[Opening Text segment section]
Korean Red Ginseng Saponin Fraction Downregulates Proinflammatory Mediators in LPS Stimulated RAW264.7 Cells and Protects Mice against Endotoxic Shock.

Korean red ginseng has shown therapeutic effects for a number of disease conditions. However, little is known about the antiinflammatory effect of Korean red ginseng saponin fraction (RGSF) in vitro and in vivo. Therefore, in this study, we showed that RGSF containing 20(S)-protopanaxadiol type saponins inhibited nitric oxide production and attenuated the release of tumor necrotic factor (TNF)-α, interleukin (IL)-6, granulocyte monocyte colony stimulating factor (GMCSF), and macrophage chemo-attractant protein-1 in lipopolysaccharide (LPS) stimulated murine macrophage RAW264.7 cells. Moreover, RGSF down-regulated the mRNA expressions of inducible nitric oxide synthase, cyclooxyginase-2, IL-1β, TNF-α, GMCSF, and IL-6. Furthermore, RGSF reduced the level of TNF-α in the serum and protected mice against LPS mediated endotoxic shock. In conclusion, these results indicated that ginsenosides from RGSF and their metabolites could be potential sources of therapeutic agents against inflammation.

INTRODUCTION

Macrophages play a central role in inflammatory processes through the release of pro-inflammatory mediators and cytokines such as tumor necrosis factor (TNF)-α, interleukin (IL)-1β, IL-6, macrophage chemo-attractant protein (MCP)-1 and granulocyte macrophage colony stimulating factor (GMCSF), nitric oxide (NO) and prostaglandin E2 (PGE2) [1-3]. Lipopolysaccharide (LPS) triggers inflammation through the release of the afore-mentioned inflammatory mediators [4-7], which could be employed for the design, development and study of new anti-inflammatory agents.

Recently, a great deal of interest has been growing on the use of natural products to develop potential candidate drugs for the treatment of chronic diseases like rheumatoid arthritis (RA) [8,9]. Phytotherapeutic agents with the capacity to modulate the inflammatory response and reduce the subsequent tissue injury are required, while minimizing side effects of long-term applications. In this regard, anti-inflammatory agents of plant origin such as Panax ginseng could be considered as alternative candidates.
[Closing Text segment section]
• **Aim of the exercise**: Continue the red ginseng article from the point where it stops. The items have no connection to the red ginseng article.
[Opening Dataset section]
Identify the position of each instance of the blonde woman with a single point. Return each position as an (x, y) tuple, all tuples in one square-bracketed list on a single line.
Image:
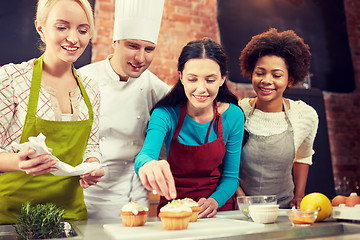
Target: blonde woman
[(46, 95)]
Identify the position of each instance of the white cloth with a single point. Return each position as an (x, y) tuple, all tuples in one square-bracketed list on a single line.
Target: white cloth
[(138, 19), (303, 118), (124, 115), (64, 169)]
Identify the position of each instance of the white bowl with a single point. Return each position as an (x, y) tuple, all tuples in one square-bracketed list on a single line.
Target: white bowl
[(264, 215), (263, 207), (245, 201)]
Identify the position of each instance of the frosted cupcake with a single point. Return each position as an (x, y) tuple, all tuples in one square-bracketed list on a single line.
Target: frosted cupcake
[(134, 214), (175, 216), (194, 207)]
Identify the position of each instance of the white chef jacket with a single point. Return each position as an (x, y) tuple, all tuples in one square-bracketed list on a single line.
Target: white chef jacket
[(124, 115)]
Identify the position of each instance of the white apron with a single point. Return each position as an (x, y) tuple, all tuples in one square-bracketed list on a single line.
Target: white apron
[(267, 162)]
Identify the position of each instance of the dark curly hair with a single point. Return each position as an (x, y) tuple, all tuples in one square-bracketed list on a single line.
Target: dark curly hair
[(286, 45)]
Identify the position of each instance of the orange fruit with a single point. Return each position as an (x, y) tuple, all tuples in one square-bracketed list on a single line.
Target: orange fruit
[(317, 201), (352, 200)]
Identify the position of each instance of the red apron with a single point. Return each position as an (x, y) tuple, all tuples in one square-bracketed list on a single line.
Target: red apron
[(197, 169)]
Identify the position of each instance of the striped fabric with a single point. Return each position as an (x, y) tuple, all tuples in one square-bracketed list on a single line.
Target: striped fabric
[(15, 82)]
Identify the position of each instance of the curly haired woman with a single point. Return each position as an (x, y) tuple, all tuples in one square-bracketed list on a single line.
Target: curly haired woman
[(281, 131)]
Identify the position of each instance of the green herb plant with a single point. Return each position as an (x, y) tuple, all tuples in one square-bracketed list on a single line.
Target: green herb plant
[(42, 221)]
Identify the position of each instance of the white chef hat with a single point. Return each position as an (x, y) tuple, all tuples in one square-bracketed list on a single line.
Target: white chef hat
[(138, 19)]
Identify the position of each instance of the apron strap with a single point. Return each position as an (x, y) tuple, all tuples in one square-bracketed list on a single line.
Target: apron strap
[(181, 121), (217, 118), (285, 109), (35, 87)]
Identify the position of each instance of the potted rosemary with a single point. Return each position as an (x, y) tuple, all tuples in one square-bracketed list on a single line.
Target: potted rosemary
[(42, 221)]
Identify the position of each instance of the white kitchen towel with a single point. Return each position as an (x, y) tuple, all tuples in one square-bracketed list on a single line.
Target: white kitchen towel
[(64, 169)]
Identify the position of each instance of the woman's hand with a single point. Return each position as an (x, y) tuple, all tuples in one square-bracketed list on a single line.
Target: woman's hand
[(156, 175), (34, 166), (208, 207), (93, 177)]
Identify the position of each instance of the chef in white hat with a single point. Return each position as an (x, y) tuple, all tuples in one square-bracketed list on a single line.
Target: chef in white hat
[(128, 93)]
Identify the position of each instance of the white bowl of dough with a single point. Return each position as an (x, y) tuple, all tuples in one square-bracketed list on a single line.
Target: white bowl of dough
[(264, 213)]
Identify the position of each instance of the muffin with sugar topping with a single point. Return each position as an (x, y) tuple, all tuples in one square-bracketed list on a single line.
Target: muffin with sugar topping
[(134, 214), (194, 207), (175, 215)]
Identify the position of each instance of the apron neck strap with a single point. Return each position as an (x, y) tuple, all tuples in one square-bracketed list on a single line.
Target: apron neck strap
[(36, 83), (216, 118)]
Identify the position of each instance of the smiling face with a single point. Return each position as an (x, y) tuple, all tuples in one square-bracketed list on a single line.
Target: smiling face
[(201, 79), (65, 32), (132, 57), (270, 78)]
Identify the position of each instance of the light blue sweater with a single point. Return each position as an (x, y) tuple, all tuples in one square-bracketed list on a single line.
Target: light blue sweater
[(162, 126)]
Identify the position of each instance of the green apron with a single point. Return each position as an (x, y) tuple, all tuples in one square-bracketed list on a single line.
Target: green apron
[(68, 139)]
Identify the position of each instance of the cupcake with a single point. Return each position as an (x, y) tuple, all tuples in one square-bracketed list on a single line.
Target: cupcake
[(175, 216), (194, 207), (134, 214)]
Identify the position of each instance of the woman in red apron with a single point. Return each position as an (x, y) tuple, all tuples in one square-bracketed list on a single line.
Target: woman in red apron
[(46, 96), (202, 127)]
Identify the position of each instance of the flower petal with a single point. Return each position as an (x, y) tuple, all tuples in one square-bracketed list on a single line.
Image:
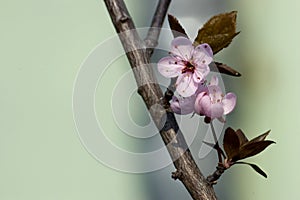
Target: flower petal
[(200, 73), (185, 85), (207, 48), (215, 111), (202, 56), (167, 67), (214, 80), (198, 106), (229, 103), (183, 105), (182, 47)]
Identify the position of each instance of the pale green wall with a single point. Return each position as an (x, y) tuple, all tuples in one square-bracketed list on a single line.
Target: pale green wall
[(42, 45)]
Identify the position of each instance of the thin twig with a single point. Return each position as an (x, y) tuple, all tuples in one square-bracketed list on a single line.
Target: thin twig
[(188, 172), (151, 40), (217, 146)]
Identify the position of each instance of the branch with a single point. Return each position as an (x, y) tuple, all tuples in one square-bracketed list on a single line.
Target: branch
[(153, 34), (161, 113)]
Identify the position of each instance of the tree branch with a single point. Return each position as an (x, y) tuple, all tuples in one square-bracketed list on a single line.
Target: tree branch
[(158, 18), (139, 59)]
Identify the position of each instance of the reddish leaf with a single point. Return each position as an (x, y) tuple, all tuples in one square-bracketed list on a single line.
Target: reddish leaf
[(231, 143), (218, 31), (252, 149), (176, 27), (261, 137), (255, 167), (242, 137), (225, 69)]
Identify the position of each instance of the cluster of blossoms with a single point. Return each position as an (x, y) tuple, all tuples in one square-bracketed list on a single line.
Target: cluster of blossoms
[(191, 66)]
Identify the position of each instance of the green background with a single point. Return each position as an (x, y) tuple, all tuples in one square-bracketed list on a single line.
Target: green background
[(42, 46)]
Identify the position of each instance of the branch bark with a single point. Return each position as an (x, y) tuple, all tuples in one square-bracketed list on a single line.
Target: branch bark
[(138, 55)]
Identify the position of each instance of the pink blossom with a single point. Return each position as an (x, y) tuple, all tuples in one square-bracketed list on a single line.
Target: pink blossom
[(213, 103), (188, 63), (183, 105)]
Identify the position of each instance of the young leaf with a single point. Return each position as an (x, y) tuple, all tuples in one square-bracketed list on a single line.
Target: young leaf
[Closing Dataset section]
• **Solved problem**:
Previous works have indicated that the root of P. ginseng is the major oriental folk medicine that has been used for the treatment of a variety of ailments in Asia [10,11]. Ginseng contains many active components such as ginsenosides, polysaccharides, peptides, fatty acids, and mineral oils [12], of which ginsenosides (steroidal saponins) are believed to be the main components responsible for most of the pharmacological and immunological actions [13,14]. Jia et al. [10] extensively reviewed the anti-hyperglycemic, aphrodisiac, cancer cell apoptotic, anti-oxidant and anti-inflammatory effects of ginseng. Saponin components of ginsenosides are divided into two different classes, 20(S)-protopanaxdiol (PPD) type saponins (e.g., Rb1, Rb2, Rc, and Rd) and 20(S)-protopanaxtriol (PPT) type saponins (e.g., Re, Rf, Rg1, and Rg2) [15]. Previous investigations reported that ginsenosides of 20(S) PPT type saponins have shown anti-cancer [16] and anti-inflammatory [17] effects. However, little is known about the in vitro and in vivo anti-inflammatory effects of PPD-rich fraction of ginseng. In this study, therefore, we showed that PPD-rich red ginseng saponin fraction (RGSF) inhibits the release of pro-inflammatory mediators in vitro and protects mice against endotoxin mediated shock.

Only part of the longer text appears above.